**Tasks and exercises**
(a) List every downside risk to global growth that Lagarde names in the economic news text.
(b) According to the economic news text, what did China's manufacturing purchase managers index read in March?
(c) Continue the economic news text, picking up right after its final sentence about the PMI readings for medium- and small-sized enterprises.

[Start Text]

As a result, “the expected rebound in global growth later this year is precarious,” Lagarde said and remains vulnerable to downside risks. These include country-specific issues such as Brexit, the high debt levels in some sectors and countries, uncertainty around trade policy, and “a sense of unease in financial markets.”

U.S. Retail Sales Post Surprise Drop In February

Retail sales in the United States fell unexpectedly in February, when the expectation had been for a rebound following the protracted government shutdown. February retail and food services sales in the world largest consumer market were $506.0 billion, a decrease of 0.2% from the previous month, although they are up 2.2% compared to February 2018.

Source: FTN Financial

Excluding vehicles and auto parts, retail sales fell 0.4% in February, and are down 0.3% excluding gasoline sales, and are -0.6% if you leave out both autos and gasoline sales — troubling signs for an economy that relies heavily on consumption to fuel activity.

China’s Manufacturing Sector Returns To Expansion Territory

After starting off the year at a sluggish pace that had negative knock-on effect for major exporting nations, activity in China’s manufacturing sector finally grew last month.

After three months of contraction, China’s manufacturing purchase managers index came in at 50.5 in March, an improvement of 1.3 percentage points over last month. A reading above 50 generally signifies an expansion in the sector.

However, the situation varies according to size, with the PMI for large manufacturers dropping but remaining above the 50 threshold at 51.1. Meanwhile activity increased for both medium- and small-sized enterprises, but their PMI readings remained below 50 at 49.9 and 49.3, respectively, last month.

[End Text]
[Start Dataset rows]

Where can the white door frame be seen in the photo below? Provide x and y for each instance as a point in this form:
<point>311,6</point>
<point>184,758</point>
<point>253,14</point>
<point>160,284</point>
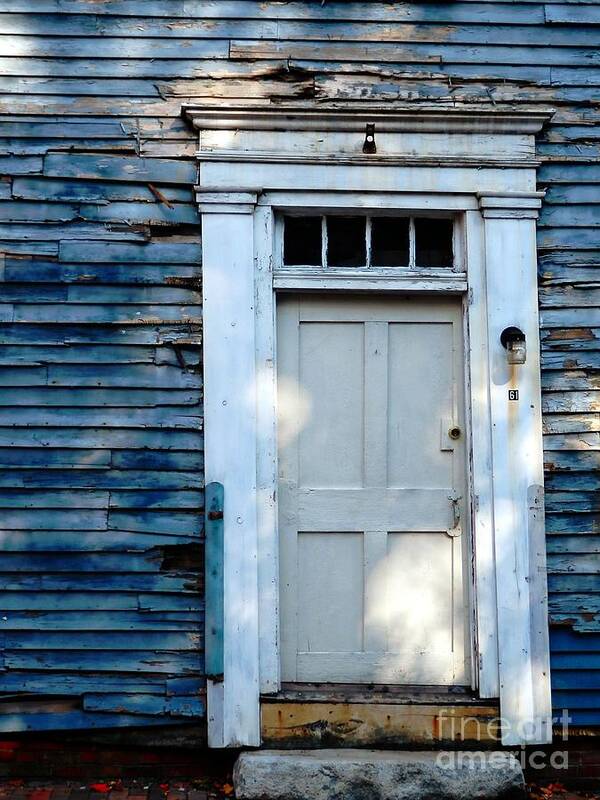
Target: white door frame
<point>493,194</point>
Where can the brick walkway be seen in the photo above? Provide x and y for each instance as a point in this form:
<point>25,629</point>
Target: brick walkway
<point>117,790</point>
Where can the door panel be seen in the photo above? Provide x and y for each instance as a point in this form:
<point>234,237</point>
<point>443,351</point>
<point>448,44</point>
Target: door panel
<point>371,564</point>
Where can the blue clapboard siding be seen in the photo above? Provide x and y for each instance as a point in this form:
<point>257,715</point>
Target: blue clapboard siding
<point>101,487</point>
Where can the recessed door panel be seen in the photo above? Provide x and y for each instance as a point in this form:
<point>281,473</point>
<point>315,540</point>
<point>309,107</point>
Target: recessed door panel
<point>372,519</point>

[End Dataset rows]

**Final results**
(a) Brexit; the high debt levels in some sectors and countries; uncertainty around trade policy; a sense of unease in financial markets

(b) 50.5

(c)
Source: China National Bureau of Statistics

UK PM Asks To Delay Brexit Until June 30

UK Prime Minister Theresa May this week requested a further extension in its exit from the European Union until June 30, seeking more time for the government and Parliament to ratify any potential deal they are able to strike in the coming days.

The UK Parliament this week had passed a bill forcing Downing Street to request an extension to the April 12 deadline for Britain’s exit from the European Union.

Passed by just a single vote (313–312), the law forces the prime minister to present a motion to lawmakers next week on extending Article 50. May will have to lay out the length of the extension, which will be subject to the approval or disapproval by the House of Commons. If the motion is successful, she would then have to return to Brussels to request a delay to Brexit. The problem is the final decision on any proposed extension rests solely in the hands of EU leaders.

Unless EU leaders agree to grant the extension, the legal default is a hard Brexit will happen on April 12.

As part of her efforts to come up with a plan that will satisfy MPs on both sides of the aisle, May decided to negotiate directly with the opposition Labour Party. Making clear the current withdrawal agreement reached with the EU cannot be re-opened, she said the focus of talks with Jeremy Corbyn would be to agree an approach on a future relationship with the EU that delivers Brexit, can be submitted to the Commons for approval, and she could then take to next week’s European Council meeting on Wednesday.

“However, if we cannot agree on a single unified approach, then we would instead agree a number of options for the Future Relationship that we could put to the House in a series of votes to determine which course to pursue,” May said.

Eurozone Consumer Prices Continue Downward Trend, Improvement in Unemployment Rate

The European Central Bank vowed at its policy meeting in March to maintain ultra-low interest rates through this year , and for “as long as necessary” to push inflation back to its 2% target. Data released this week underscored the size of the task facing the ECB.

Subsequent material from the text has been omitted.